------ Text provided ------

In 1982, after recovering from her own addictions, Ford established the Betty Ford Center (initially called the Betty Ford Clinic) in Rancho Mirage, California. Its mission specializes in the treatment of chemical dependency, including treating the children of alcoholics. She partnered with her friend Ambassador Leonard Firestone to found it. She served as chair of the board of directors. She also co-authored with Chris Chase a book about her treatment, Betty: A Glad Awakening (1987). In 2003, Ford produced another book, Healing and Hope: Six Women from the Betty Ford Center Share Their Powerful Journeys of Addiction and Recovery. In 2005, Ford relinquished her chair of the center's board of directors to her daughter Susan. She had held the top post at the center since its founding.

Barbara Bush, a later first lady, opined that Ford, after discovering she was dependent on drugs, "transformed her pain into something great for the common good. Because she suffered, there will be more healing. Because of her grief, there will be more joy."

------ Listed records ------

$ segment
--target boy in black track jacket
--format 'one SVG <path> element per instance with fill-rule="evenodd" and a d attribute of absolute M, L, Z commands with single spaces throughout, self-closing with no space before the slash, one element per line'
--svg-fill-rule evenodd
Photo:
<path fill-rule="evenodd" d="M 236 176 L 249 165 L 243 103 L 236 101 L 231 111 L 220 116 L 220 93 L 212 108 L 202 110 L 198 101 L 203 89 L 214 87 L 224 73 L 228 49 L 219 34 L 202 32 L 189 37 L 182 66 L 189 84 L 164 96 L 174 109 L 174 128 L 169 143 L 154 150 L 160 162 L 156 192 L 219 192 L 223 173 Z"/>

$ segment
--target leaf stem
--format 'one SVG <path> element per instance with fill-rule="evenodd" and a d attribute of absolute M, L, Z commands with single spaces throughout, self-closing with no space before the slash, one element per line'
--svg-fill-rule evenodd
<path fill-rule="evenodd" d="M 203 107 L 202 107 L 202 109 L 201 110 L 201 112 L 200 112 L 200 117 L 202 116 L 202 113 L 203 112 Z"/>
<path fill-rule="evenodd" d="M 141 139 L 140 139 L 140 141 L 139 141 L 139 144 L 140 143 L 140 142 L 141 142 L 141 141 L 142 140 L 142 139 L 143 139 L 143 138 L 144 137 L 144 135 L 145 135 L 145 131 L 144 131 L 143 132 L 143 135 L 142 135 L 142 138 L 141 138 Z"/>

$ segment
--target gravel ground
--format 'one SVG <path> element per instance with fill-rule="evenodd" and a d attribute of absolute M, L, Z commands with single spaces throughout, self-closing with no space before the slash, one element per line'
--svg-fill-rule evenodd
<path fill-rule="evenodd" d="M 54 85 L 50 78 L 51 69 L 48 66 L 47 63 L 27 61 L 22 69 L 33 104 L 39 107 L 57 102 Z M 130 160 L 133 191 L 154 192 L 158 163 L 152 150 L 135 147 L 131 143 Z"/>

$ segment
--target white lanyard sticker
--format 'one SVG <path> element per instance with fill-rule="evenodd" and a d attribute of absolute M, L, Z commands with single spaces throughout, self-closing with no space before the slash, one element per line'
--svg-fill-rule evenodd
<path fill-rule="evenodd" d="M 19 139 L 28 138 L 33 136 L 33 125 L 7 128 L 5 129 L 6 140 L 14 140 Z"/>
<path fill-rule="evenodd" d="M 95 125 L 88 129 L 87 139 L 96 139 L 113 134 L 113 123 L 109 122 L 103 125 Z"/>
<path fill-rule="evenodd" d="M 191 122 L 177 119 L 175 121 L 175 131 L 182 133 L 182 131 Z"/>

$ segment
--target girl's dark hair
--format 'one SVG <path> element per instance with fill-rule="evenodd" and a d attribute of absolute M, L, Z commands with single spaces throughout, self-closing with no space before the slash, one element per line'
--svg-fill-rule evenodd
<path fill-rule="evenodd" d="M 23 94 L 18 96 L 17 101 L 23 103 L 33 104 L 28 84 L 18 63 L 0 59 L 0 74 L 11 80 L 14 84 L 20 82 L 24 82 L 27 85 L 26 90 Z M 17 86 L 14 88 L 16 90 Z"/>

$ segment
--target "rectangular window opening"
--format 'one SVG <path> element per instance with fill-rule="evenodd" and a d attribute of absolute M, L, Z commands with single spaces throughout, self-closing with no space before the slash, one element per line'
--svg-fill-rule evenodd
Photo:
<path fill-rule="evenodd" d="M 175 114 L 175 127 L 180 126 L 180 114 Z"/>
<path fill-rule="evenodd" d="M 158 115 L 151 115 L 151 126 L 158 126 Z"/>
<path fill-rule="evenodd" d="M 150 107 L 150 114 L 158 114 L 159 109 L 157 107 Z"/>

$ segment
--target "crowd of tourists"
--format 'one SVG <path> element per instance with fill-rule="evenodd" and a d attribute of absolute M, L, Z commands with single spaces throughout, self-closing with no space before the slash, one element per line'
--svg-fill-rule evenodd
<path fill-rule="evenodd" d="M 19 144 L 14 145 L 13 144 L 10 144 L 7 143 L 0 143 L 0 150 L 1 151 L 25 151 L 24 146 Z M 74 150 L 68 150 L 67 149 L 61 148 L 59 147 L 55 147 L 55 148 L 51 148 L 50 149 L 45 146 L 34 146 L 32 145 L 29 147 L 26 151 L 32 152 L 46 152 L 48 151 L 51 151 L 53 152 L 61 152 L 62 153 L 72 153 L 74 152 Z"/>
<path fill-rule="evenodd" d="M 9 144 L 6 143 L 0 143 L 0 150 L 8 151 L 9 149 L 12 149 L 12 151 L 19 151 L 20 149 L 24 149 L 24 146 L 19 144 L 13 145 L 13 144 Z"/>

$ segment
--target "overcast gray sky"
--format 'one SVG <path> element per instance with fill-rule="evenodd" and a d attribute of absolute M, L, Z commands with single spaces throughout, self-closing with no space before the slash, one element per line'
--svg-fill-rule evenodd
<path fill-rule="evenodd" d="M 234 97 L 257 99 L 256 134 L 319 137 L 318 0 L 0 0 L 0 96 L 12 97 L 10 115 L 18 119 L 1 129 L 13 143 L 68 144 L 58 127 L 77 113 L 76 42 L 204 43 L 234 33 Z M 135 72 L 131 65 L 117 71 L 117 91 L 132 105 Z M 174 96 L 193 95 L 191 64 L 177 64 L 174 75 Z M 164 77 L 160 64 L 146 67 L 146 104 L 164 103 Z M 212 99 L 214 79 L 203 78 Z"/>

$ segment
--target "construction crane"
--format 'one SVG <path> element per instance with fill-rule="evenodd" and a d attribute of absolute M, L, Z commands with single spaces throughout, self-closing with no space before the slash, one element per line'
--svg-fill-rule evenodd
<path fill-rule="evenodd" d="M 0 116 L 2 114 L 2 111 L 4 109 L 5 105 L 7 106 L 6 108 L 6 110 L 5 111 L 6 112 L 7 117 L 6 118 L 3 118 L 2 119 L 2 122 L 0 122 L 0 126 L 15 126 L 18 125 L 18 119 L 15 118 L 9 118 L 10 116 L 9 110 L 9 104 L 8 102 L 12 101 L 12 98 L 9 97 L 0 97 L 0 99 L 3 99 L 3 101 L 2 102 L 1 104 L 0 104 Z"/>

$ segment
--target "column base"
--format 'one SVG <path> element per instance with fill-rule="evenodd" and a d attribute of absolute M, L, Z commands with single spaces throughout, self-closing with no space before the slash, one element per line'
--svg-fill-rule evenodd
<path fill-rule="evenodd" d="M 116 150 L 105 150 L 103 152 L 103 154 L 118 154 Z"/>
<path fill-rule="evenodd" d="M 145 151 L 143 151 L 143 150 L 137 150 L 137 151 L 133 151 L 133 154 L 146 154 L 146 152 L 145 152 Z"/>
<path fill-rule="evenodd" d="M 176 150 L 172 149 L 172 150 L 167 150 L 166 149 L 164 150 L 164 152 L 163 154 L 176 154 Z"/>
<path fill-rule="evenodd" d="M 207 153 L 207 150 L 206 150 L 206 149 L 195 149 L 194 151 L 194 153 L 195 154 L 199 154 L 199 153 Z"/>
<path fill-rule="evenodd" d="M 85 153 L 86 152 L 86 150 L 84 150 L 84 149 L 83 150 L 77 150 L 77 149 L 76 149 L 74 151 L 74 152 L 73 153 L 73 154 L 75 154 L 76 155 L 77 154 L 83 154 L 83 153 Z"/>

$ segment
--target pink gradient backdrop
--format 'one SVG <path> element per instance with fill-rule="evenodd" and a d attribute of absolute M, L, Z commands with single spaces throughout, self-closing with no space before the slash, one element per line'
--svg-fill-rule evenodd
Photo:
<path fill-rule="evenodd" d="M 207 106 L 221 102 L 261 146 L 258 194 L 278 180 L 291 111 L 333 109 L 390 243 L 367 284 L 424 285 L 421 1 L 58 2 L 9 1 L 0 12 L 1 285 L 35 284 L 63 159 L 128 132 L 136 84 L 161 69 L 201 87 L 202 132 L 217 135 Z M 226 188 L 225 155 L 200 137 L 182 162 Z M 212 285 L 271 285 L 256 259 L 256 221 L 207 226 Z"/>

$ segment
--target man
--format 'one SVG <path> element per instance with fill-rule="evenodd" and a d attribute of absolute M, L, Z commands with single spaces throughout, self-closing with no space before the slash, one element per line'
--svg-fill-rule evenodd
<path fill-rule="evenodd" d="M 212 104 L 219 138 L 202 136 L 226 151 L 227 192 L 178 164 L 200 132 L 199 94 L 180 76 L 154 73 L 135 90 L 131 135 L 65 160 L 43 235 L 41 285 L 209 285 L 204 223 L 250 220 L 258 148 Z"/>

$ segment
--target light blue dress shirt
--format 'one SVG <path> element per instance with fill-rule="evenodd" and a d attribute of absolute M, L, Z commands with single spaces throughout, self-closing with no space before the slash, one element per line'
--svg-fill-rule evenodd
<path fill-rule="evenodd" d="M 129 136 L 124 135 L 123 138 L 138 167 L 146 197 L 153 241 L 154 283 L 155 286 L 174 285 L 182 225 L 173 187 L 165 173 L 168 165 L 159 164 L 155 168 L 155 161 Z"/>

------

## Problems to solve
• A. In the text about the Betty Ford Center, with whom did Ford partner to found the center?
• B. Reproduce the part of the Betty Ford Center text that begins at the words "In 1982, after" and stops after the words "since its founding.".

## Response list
• A. Her friend Ambassador Leonard Firestone.

• B.
In 1982, after recovering from her own addictions, Ford established the Betty Ford Center (initially called the Betty Ford Clinic) in Rancho Mirage, California. Its mission specializes in the treatment of chemical dependency, including treating the children of alcoholics. She partnered with her friend Ambassador Leonard Firestone to found it. She served as chair of the board of directors. She also co-authored with Chris Chase a book about her treatment, Betty: A Glad Awakening (1987). In 2003, Ford produced another book, Healing and Hope: Six Women from the Betty Ford Center Share Their Powerful Journeys of Addiction and Recovery. In 2005, Ford relinquished her chair of the center's board of directors to her daughter Susan. She had held the top post at the center since its founding.